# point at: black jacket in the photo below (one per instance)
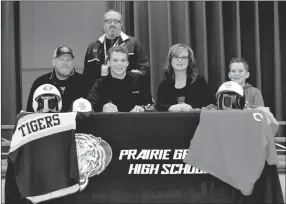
(196, 94)
(73, 88)
(125, 93)
(95, 57)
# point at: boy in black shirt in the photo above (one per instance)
(118, 91)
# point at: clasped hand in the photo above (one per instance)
(109, 107)
(181, 107)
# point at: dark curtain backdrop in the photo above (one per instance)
(217, 32)
(10, 67)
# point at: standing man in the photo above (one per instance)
(63, 76)
(95, 63)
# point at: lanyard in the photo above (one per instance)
(105, 51)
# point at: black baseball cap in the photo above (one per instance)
(63, 50)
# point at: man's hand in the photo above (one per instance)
(181, 107)
(175, 108)
(137, 109)
(109, 108)
(185, 107)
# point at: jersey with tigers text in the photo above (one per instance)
(43, 153)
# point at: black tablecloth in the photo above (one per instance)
(160, 131)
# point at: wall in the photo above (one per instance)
(46, 25)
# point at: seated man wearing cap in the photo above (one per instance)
(63, 76)
(118, 91)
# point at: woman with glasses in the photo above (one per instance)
(184, 89)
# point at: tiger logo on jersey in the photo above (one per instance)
(94, 154)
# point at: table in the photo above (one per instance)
(161, 131)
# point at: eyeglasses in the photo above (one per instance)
(183, 58)
(109, 21)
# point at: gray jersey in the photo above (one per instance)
(233, 146)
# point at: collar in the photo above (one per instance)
(123, 36)
(53, 74)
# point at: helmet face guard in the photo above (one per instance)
(47, 103)
(230, 100)
(47, 98)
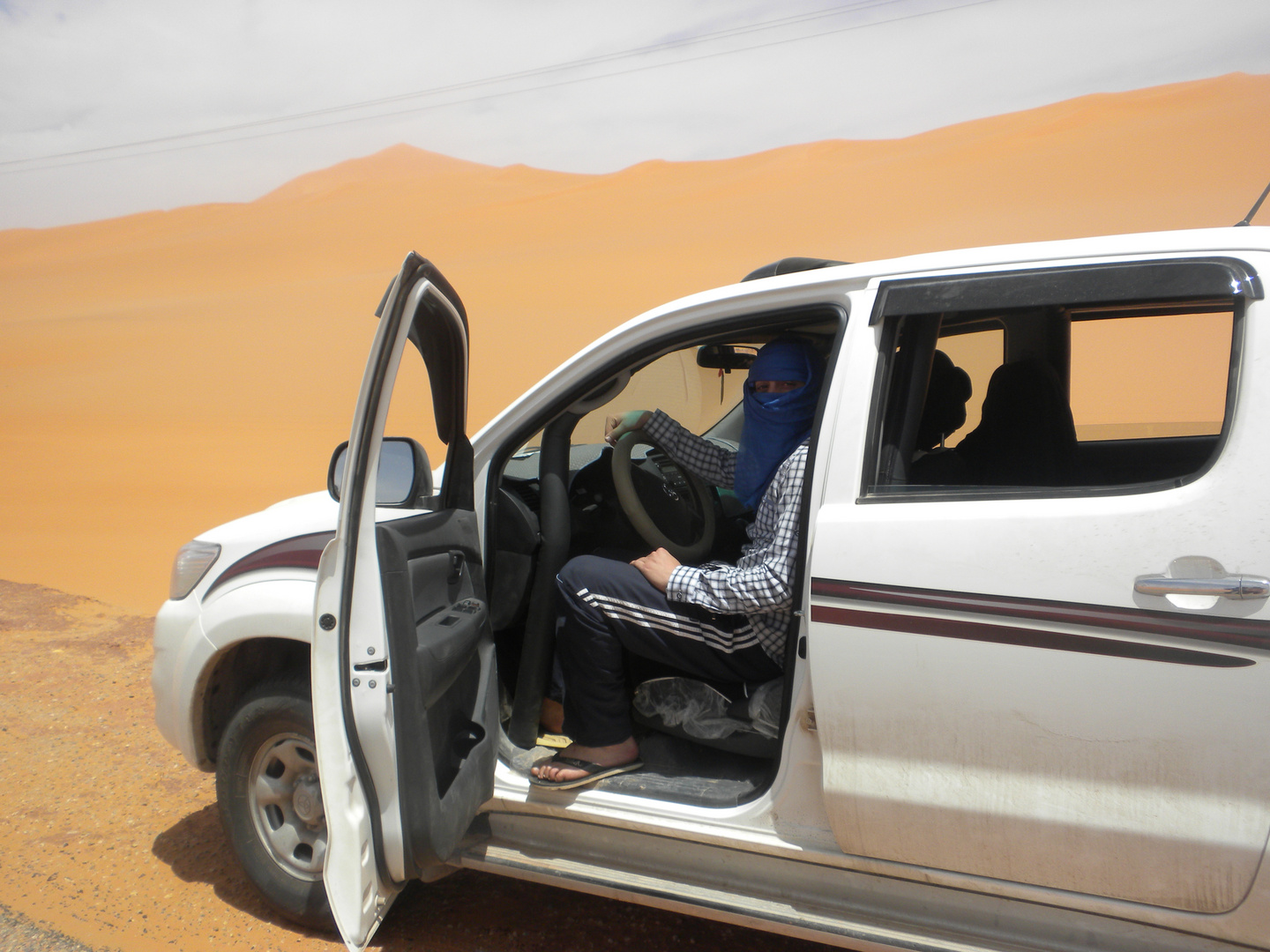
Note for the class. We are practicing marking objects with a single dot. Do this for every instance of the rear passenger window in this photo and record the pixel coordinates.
(1057, 397)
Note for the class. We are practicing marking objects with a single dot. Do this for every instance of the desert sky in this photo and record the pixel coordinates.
(168, 371)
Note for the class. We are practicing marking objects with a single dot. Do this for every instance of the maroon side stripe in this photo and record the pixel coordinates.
(1027, 637)
(1226, 631)
(297, 553)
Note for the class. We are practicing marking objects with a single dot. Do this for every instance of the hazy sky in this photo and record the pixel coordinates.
(109, 107)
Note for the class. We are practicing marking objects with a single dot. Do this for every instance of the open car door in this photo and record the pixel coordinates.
(404, 686)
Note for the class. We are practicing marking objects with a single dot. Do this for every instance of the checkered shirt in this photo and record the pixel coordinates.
(761, 584)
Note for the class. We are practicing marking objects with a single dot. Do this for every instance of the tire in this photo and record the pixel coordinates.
(271, 802)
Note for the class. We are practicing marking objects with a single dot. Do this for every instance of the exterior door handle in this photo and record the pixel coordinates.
(1229, 587)
(1200, 576)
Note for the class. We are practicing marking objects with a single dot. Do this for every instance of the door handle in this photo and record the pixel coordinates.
(1229, 587)
(1200, 576)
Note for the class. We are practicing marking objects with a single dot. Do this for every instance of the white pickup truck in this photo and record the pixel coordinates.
(1027, 697)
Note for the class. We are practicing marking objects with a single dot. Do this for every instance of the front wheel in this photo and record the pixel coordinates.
(270, 800)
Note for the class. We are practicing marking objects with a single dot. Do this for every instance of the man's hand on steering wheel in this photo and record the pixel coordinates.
(657, 568)
(620, 424)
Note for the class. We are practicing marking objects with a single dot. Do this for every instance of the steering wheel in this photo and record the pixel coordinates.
(700, 507)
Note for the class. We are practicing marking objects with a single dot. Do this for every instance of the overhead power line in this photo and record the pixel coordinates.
(259, 129)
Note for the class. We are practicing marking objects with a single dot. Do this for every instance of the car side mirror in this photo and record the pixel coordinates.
(404, 472)
(725, 357)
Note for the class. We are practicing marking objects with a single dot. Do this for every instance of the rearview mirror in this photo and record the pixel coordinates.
(404, 472)
(725, 357)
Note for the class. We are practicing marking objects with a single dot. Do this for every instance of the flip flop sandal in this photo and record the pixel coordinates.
(594, 772)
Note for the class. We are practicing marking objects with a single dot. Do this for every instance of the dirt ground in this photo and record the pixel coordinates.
(112, 841)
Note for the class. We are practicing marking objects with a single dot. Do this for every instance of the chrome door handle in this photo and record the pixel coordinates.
(1229, 587)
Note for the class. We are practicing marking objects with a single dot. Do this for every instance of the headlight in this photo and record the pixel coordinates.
(192, 562)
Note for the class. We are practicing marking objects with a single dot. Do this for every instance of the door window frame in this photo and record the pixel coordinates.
(1175, 280)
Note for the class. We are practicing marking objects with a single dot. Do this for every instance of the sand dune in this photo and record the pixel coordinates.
(168, 371)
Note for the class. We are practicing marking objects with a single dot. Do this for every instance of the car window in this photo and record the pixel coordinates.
(695, 397)
(1054, 397)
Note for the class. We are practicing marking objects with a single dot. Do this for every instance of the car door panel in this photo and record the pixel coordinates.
(444, 686)
(992, 695)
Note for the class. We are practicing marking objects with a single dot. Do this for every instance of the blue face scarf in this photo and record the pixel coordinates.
(776, 423)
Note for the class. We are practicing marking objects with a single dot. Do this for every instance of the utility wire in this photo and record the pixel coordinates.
(95, 155)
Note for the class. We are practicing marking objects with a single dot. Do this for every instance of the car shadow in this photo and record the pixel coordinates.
(197, 851)
(469, 909)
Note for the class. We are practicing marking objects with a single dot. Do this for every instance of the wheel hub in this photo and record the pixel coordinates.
(308, 801)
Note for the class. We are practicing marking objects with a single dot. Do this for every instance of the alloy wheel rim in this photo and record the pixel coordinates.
(283, 776)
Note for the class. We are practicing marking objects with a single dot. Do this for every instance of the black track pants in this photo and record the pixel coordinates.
(609, 606)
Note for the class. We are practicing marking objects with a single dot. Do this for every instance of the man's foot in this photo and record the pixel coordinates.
(609, 756)
(551, 716)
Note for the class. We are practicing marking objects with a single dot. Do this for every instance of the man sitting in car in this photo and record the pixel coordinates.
(715, 621)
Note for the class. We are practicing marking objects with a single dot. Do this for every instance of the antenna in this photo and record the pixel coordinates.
(1247, 219)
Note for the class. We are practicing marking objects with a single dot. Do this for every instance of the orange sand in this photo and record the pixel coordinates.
(168, 371)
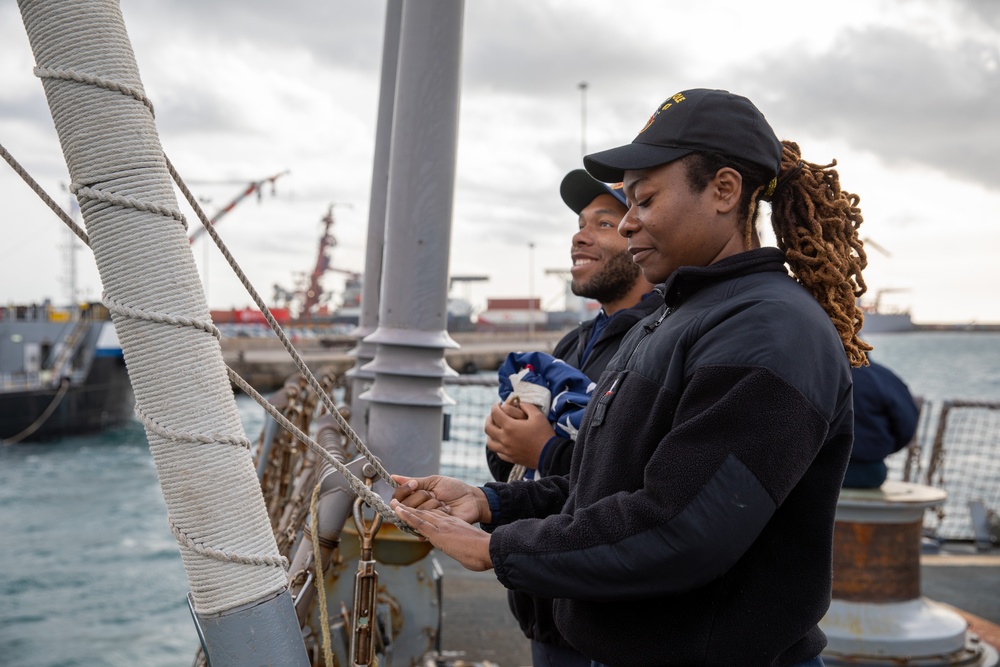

......

Task instructions: The answer is the complete set of records, copied exactly, with pictures omitted.

The completed task:
# point at: black jacket in the photo below (one per instance)
(196, 94)
(73, 88)
(125, 93)
(95, 57)
# point at: boy in black shirt in the photo above (one per instance)
(118, 91)
# point at: clasped hand in the photo above (one per instance)
(109, 107)
(181, 107)
# point at: dark curtain backdrop in the photo above (one per instance)
(217, 32)
(10, 67)
# point at: standing man in the photo above (one per instance)
(63, 76)
(95, 63)
# point at: lanyard in the photo above (one per instance)
(105, 51)
# point at: black baseball cap in the photo above (one per instance)
(63, 50)
# point at: man's hand in the photo above (one per instance)
(181, 107)
(175, 108)
(137, 109)
(109, 108)
(185, 107)
# point at: jersey with tigers text in the photo above (one per instance)
(43, 153)
# point at: black tablecloth in the photo above (one per instance)
(160, 131)
# point at: wall in the photo above (one per instance)
(46, 25)
# point at: seated man wearing cap in the photo above (one per instance)
(63, 76)
(118, 91)
# point at: woman with glasses in the photo above (one per instance)
(184, 89)
# point at: tiger logo on jersey in the photo above (one per instance)
(94, 154)
# point at: table in the photo above (one per instance)
(161, 131)
# point at: eyeglasses in the photo above (one per instance)
(183, 58)
(109, 21)
# point at: gray jersey in the photo above (one per instance)
(233, 146)
# point at: collar in the photo above (one per instance)
(123, 36)
(53, 74)
# point at: helmet face guard in the photo above (one per instance)
(47, 103)
(230, 100)
(47, 98)
Note for the class. We are practicing marking objects with a single dot. Do this for every instance of the rear passenger window in this photo and record the pixel coordinates.
(1057, 397)
Note for the class. We are practicing marking objects with a single dot. Do this for every instance of the desert sky in this photo and record the pixel coordinates.
(168, 371)
Note for the class. We are practicing marking objects with a single dot. Do this for every instance of the maroon side stripe in this photo and record the pixel coordinates.
(1027, 637)
(1226, 631)
(297, 553)
Note for the class. We are practicing marking objects with a single dot. Do this for every instance of the hazy sky in this photo and record the pixel coordinates.
(109, 107)
Note for the class. We are practicing marking objects with a single dot. Do this for every instance of the open car door in this photo and record the pixel coordinates.
(404, 686)
Note for the class. We are practicing marking objects with a single dot. Do this for every instance of the checkered shirt in this photo and record the pixel coordinates.
(761, 584)
Note for the class. We are practicing marking objects with a single dot. Do this for every instance of the tire in this photo and record the pixel coordinates.
(271, 802)
Note for the class. We are practicing marking objects with a single dot. Do this for every instance of the exterior door handle in this photo and record the pixel coordinates.
(1229, 587)
(1200, 576)
Note for the class. We are practicing marking objects with a single dot. Do this for every instance of the door handle in this photo and record the pixel coordinates.
(1229, 587)
(1200, 576)
Note for the class. We are practicing marking objects with a single dot. Do this for every instance of the white pickup truck in this photo and record the pixel coordinates.
(1027, 697)
Note for the class. We are practicing marking objects with a single dot. Do this for every instance of the front wheel in this photo and record the pixel coordinates.
(270, 800)
Note for the class. We are practicing marking objects with a single dot. Do this for every instance of the man's hand on steering wheel in this photo and record the pixel coordinates.
(657, 568)
(620, 424)
Note for the class. We are practicing marking objects with a single dot. Do this for every instance of the steering wheel in this photo and record the pixel coordinates.
(700, 507)
Note for the class. We are practicing marking objects with a single dot. Do this for every instance of the overhead power line in this photo and record the pixel coordinates.
(259, 129)
Note for the class. We are practicing marking objects with a single dot. Do this for every instance of the car side mirror in this photo and record the pixel coordinates.
(404, 472)
(725, 357)
Note for the class. We are practicing marking objects with a single dot. Do this for every instance of the rearview mirror in this photo and record the pixel coordinates.
(404, 472)
(725, 357)
Note for the class. We are practicing marking objects with a single dot. Do this for every instance of the flip flop sandal in this photo and record the pixel coordinates.
(594, 772)
Note for the class. We are practicing marking objects with a single dot. Do this for every instance of the dirt ground in this photo and record the pixel coordinates.
(112, 841)
Note for the class. We are practicing marking objects with a single dot. Do this for every instance of the chrome door handle in this photo and record the pixel coordinates.
(1229, 587)
Note for the class. We are practicing marking objects with a single dot. Do this for every instance of the headlight in this photo and record the pixel coordinates.
(192, 562)
Note for the class. We are practicing marking objects with a single dot. Do this for every instance of the door window frame in this photo and record the pixel coordinates.
(1175, 280)
Note for the class. We are practicing marking objects with a single dot. Do this for every instance of the sand dune in this photo and record the pixel coordinates.
(168, 371)
Note for the class. We are practicing marking objects with a single dot. Do this for every instance of the car window in this photo and record the pixel coordinates.
(695, 397)
(1054, 397)
Note for the class. We are practicing marking objects with a single dot. Do this for every instance of the car door panel in this photo and record the pixel coordinates.
(444, 686)
(992, 695)
Note for the class. We are practicing marking objects with a single dot. Do this for every instance of the blue face scarf in this photo and record the pixel coordinates.
(776, 423)
Note for the class. We are practicing marking objects with a single dot. Do this for every instance of the utility wire in this photo and record the pixel coordinates.
(95, 155)
Note for the class. We are practicing marking objects with a single dot. Do this for every instance of the car shadow in this photo and record the pixel coordinates.
(197, 851)
(469, 909)
Note for the class. We are practicing marking objects with a single dot. Do this for every instance of the wheel hub in this photo and record the pixel coordinates.
(308, 801)
Note for the class. We are practicing marking objects with a single dot. Do this for every instance of the alloy wheel rim in this photo and record the pixel coordinates.
(283, 776)
Note for the class. We are practicing marking objects with a single dot. Do this for every instance of the black track pants in this photo and record the pixel coordinates.
(609, 606)
Note for the class. We are practicing marking objects with a single dot. Do this for every instance of the man's foot in this photo and record the pixel coordinates.
(609, 756)
(551, 716)
Note for the class. We are practicing marking objects with a single dot. Do this for every instance of the man sitting in car in this photo and record the pixel coordinates.
(715, 621)
Note for the class. We are practicing marking objects with a single dot. Do this for every instance of the antenna in this photo and record the pixel coordinates.
(1247, 219)
Note for the class. We are practicing marking objects with a single dot. Do this for every instance of the orange sand in this photo and record the pixel coordinates.
(168, 371)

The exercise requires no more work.